• _GOAL_
Can you filter the material below down to only the lines that contain the word "gravel"? Copy each such line, and treat uppercase and lowercase as different.
==============================
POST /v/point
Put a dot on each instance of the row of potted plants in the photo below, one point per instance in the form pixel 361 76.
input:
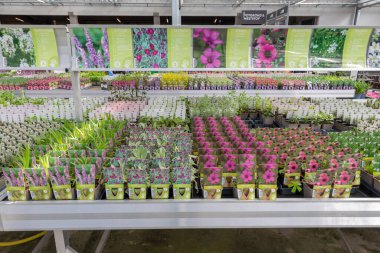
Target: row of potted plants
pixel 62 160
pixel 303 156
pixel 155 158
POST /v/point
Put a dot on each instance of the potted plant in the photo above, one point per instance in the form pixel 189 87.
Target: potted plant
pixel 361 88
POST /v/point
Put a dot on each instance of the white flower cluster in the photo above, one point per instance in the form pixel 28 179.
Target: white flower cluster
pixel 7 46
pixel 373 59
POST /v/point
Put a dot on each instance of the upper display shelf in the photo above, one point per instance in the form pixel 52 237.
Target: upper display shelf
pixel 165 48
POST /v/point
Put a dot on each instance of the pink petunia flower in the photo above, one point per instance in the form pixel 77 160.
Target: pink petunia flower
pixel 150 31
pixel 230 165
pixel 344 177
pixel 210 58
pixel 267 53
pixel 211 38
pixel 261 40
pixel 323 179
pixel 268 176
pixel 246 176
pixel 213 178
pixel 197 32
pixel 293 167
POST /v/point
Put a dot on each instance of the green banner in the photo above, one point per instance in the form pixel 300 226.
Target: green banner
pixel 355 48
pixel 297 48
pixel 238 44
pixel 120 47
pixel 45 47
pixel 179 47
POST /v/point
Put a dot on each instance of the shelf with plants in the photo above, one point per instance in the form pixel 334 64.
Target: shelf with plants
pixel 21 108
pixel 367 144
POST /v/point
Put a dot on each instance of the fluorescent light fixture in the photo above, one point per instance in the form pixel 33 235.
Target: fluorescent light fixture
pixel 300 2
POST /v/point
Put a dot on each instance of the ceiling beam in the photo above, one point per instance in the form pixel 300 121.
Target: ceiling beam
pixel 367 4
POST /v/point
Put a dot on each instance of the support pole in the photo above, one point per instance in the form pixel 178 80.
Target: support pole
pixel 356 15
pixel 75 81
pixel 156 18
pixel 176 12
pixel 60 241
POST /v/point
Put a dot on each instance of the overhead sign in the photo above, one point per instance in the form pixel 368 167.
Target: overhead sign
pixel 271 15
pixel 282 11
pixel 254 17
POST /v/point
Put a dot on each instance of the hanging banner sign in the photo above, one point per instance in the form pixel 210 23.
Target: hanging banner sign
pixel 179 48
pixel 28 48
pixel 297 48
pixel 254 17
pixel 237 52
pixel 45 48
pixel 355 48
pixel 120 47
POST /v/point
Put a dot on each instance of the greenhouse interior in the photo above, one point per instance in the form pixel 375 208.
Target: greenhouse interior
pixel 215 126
==============================
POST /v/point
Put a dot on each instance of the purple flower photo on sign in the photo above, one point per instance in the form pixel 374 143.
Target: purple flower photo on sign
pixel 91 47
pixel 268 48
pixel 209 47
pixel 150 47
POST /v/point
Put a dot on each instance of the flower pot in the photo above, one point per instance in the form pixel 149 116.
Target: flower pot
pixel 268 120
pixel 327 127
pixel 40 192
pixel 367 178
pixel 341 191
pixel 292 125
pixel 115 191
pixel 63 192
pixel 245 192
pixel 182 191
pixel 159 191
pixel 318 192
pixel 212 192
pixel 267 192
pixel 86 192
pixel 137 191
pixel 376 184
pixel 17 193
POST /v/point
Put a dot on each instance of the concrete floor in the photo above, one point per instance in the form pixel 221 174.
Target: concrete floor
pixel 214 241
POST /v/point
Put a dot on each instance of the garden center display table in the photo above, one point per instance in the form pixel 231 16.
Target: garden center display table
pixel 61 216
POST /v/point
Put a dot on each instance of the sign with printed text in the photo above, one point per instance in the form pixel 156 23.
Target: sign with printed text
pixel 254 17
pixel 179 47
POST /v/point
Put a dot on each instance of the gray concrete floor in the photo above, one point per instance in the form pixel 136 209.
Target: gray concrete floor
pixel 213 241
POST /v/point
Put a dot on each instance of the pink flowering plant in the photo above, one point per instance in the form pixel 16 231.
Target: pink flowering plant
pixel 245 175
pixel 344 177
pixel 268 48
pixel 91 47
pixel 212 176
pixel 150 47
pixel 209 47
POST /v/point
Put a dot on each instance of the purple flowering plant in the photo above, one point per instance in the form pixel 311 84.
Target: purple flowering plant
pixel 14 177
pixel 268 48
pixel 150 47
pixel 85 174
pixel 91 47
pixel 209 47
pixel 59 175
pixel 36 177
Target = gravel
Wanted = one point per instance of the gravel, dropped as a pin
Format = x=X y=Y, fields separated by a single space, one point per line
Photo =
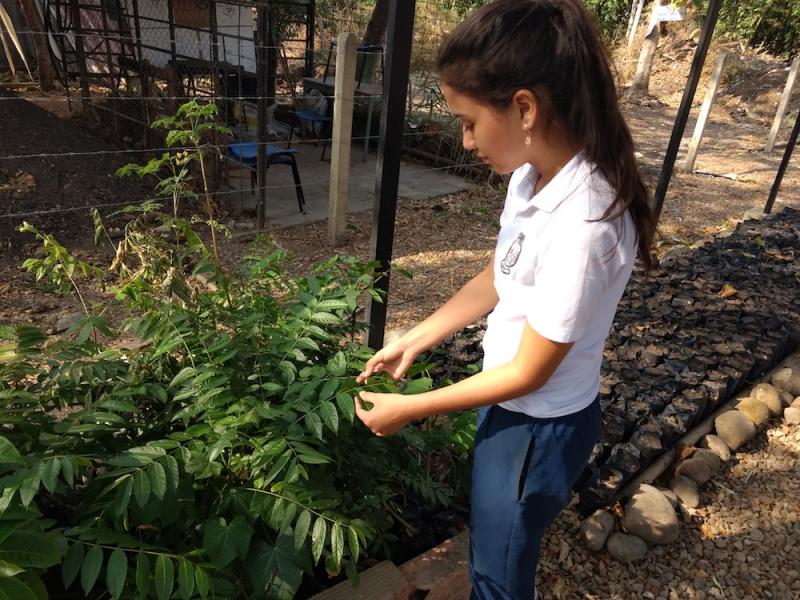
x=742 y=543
==============================
• _TASK OUTPUT_
Target = gravel
Wanted = one point per instance of the gravel, dropped as a pin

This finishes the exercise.